## Page text
As you can see, the product “Bing” is often lemmatised to “Be” and this is a correction we should hard code if we are using lemmatised words.

annotations_merge %>%
  filter(tolower(token) == "bing") %>%
  group_by(lemma) %>% 
  summarise(n = n()) %>%
  collect()

# A tibble: 3 × 2
  lemma     n
  <chr> <int>
1 be       12
2 Bing      4
3 bing      1

Conveniently, our pos tagging has already lemmatised our posts. We can rejoin those lemmatised words into their original post.

annotations_lemma <- annotations_merge %>% 
  group_by(universal_message_id, sentence_id) %>%
  mutate(sentence_id = as.numeric(sentence_id),
         token_id = as.numeric(token_id)) %>%
  arrange(universal_message_id, sentence_id, token_id) %>% 
  collect() %>%
  summarise(message_lemma = paste(lemma, collapse = " ")) %>%
  ungroup() %>%
  as_arrow_table()

In order to group the data by sentiment, we need to join the tagged data back to the original data.

sentiment_data <- data %>%
  select(universal_message_id, sentiment)

data_joined <- annotations_merge %>%
  filter(tolower(token) == "copilot",
         dependency_tag == "nsubj") %>% # filter to where Copilot is the subject
  select(universal_message_id, sentence) %>%
  distinct(universal_message_id, sentence) %>% # only one row per sentence
  left_join(sentiment_data, by = "universal_message_id")

One thing to note is that we haven’t yet removed stop words from the data and this is something we will need to do before creating a sentiment term network.

Note

#Data Size Depending on the size of the dataset, this might be somewhere you could use furrr to remove stop words in parallel. See the parallel processing section for an example of how to do this.

data_joined <- data_joined %>%
  collect() %>%
  mutate(sentence_clean = tm::removeWords(sentence, tm::stopwords("en"))) %>%
  as_arrow_table()

When making the table there are some style options we can make, you can see the ParseR documentation for more detail.

selected_terms <- c("NEGATIVE", "POSITIVE", "NEUTRAL",
                    "search", "windows", "msft", "microsoft",
                    "google", "github", "chatgpt", "copilot",
                    "gpt")

## Work task 1
Write out the tutorial text on lemmatization and sentiment, starting at "data_joined <- data_joined" and ending at "for more detail.".
## Work task 2
Answer these questions from the tutorial text on lemmatization and sentiment:
(a) How many times is "bing" given the lemma "be"?
(b) Which dependency tag filters to sentences where Copilot is the subject?
(c) Whose documentation does the tutorial point to for more detail on table style options?
## Work task 3
Can you extend the tutorial text on lemmatization and sentiment from where it stops?
The rows that come next are separate material and are not part of the tutorial text.

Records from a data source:
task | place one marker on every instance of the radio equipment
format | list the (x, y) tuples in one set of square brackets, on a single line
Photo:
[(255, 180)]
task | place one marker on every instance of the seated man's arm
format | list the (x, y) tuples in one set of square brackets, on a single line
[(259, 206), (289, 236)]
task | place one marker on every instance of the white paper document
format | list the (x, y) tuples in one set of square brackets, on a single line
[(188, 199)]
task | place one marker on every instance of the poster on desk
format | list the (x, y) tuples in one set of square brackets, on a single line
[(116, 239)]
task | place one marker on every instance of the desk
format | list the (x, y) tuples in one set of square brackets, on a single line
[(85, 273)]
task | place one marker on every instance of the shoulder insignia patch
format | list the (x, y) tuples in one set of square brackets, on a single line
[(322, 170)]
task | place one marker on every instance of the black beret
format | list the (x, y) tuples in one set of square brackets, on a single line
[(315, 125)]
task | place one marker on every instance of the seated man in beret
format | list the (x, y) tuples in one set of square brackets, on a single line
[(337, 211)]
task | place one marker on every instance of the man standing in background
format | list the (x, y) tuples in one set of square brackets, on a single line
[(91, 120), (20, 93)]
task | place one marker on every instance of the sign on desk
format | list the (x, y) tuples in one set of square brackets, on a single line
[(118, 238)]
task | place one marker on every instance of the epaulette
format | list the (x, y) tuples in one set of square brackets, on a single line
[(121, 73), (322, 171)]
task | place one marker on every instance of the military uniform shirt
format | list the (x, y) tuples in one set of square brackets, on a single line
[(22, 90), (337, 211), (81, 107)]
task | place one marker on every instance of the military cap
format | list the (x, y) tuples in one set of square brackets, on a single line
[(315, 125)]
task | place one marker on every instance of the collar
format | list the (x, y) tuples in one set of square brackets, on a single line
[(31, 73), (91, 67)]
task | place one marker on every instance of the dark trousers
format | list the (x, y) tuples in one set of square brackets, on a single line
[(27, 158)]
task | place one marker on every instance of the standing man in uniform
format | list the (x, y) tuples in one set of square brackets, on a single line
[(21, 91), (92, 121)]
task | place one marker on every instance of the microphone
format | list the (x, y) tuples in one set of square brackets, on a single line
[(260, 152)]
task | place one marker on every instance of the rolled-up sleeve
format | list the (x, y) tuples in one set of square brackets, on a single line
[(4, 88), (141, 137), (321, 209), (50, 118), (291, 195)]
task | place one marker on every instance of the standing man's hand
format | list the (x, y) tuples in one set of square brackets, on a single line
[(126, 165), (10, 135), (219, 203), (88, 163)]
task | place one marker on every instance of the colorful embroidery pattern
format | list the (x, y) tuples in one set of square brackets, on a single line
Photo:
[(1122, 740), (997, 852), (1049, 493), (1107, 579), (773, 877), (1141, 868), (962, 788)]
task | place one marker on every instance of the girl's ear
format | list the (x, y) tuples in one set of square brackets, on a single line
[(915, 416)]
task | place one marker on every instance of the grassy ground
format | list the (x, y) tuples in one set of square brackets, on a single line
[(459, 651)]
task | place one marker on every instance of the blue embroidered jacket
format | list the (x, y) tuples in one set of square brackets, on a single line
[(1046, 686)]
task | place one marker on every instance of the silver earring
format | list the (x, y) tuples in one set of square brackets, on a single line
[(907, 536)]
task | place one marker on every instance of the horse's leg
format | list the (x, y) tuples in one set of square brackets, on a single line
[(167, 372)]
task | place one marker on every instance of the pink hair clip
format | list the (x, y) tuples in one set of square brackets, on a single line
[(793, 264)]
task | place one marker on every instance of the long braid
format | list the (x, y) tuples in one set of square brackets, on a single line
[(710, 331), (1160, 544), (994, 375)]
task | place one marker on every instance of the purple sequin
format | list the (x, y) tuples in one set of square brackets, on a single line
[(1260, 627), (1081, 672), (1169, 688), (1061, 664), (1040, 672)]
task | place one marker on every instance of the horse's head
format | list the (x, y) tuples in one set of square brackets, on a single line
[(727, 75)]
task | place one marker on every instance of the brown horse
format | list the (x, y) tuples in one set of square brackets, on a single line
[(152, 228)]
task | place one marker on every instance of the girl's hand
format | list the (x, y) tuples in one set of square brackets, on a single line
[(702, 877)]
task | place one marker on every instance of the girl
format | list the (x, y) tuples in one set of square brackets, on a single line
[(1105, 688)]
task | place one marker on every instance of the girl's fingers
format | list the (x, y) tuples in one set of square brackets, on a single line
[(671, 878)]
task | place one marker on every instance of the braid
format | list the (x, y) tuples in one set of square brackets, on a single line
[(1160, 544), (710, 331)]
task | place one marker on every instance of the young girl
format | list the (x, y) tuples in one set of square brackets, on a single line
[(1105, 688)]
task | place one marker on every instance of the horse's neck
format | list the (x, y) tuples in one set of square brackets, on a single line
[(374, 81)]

## Answer box 1
data_joined <- data_joined %>%
  collect() %>%
  mutate(sentence_clean = tm::removeWords(sentence, tm::stopwords("en"))) %>%
  as_arrow_table()

When making the table there are some style options we can make, you can see the ParseR documentation for more detail.

## Answer box 2
(a) 12
(b) nsubj
(c) ParseR

## Answer box 3
sentiment_colours <- c("NEGATIVE" = "#8b0000",
                       "NEUTRAL" = "grey45",
                       "POSITIVE" = "#008b00")

set.seed(12)
data_joined %>% 
    collect() %>%
    ParseR::viz_group_terms_network(group_var = sentiment,
                                    text_var = sentence_clean,
                                    n_terms = 20,
                                    text_size = 4,
                                    with_ties = TRUE,
                                    group_colour_map = sentiment_colours,
                                    terms_colour = "grey50",
                                    selected_terms = selected_terms,
                                    selected_terms_colour =  "black")

Note

I did look at creating this based on correlation but found that is was bringing less frequent, and sometimes spammy or irrelevant, terms to the forefront. For example there is an excel scooter which was obviously brought in within the Excel query and was not removed during my cleaning steps and so, while it was mentioned in only a small number of posts, there were various scooter related terms coming out in the correlation chart.

That said, I would be open to having another look at this or other statistical measures we could put to a term network.